Reporter: Jonathan Harley

EMMA ALBERICI: Well, could this happen in Australia? Experts are divided on whether something of
such magnitude could hit a heavily populated stretch of the Australian coast, but they agree that
warning systems can alert communities when a tsunami is on the way. So why weren't the thousands of
people in the path of this devastating wave warned? Jonathan Harley reports on the science of how
this tsunami happened.

JONATHAN HARLEY: In Sri Lanka's historic port city of Galle, the distinction between waterway and
city street had all but disappeared. The mind-boggling scale of this tsunami and the sheer
devastation came into sharp and shocking focus.

TED BRYANT (UNIVERSITY OF WOOLONGONG): It's one of the biggest earthquakes ever recorded, and it's
generated tsunami that have gone across the Indian Ocean.

PHIL CUMMINS (SEISMOLOGIST, GEOSCIENCE AUSTRALIA): There is no historical record of a tsunami of
this size occurring in the Indian Ocean before, so certainly it's the big one for the Indian Ocean.

JONATHAN HARLEY: As people clung for their lives and many lost the fight, it was clear that this
tsunami took coastal Sri Lanka by utter surprise. But experts say it didn't need to be this way.

TED BRYANT: It was 100 per cent preventable - just no organisation, no country took the lead, no
organisation decided to get countries together and do the homework.

- Entries from a dataset:
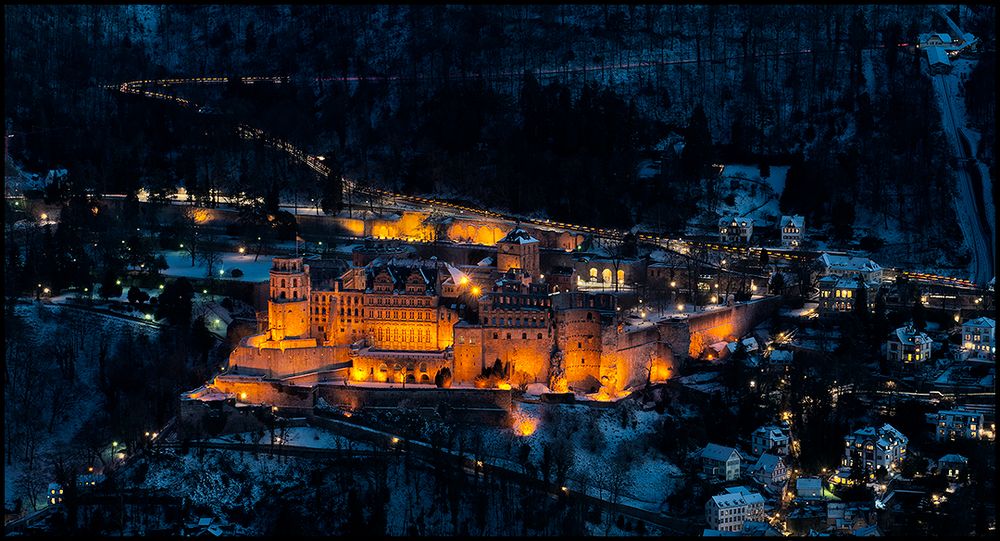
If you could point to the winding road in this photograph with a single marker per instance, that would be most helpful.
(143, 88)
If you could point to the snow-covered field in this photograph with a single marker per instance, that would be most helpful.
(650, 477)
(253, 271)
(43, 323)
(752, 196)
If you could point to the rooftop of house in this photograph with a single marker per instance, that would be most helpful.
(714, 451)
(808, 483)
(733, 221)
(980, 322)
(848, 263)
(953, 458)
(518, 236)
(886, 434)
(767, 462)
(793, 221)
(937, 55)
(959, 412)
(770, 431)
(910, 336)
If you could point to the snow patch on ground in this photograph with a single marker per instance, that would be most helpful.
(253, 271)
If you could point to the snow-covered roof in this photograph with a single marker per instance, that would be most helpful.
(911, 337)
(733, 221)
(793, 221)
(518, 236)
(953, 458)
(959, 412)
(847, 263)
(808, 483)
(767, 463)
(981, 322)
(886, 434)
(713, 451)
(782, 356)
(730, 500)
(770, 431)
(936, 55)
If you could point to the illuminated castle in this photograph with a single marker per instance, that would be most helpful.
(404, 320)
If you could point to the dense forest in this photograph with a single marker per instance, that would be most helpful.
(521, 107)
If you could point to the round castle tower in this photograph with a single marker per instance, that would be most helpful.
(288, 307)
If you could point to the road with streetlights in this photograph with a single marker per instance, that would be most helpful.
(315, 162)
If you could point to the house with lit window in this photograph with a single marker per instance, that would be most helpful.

- EXERCISE TASK:
Please continue the tsunami news transcript at the top, picking up after its last line.

- EXERCISE OUTPUT:
JONATHAN HARLEY: The earthquake which triggered this tsunami was caused by the movement of tectonic
plates to our north. The fault between the Australian-Indian and Eurasian plates is well known for
its activity, but this was the big one. The plates shifted along a 1,000-kilometre stretch of
fault, releasing a massive shockwave across the ocean floor. What followed was a 10m-tall wall of
water surging across the Indian Ocean, rising as it approached the coast and devastating towns and
villages in its path.

TED BRYANT: Great earthquakes are anything about 8.5 or greater on the Richter scale, and this one,
apparently it's up to 9 now, and that's an enormous size.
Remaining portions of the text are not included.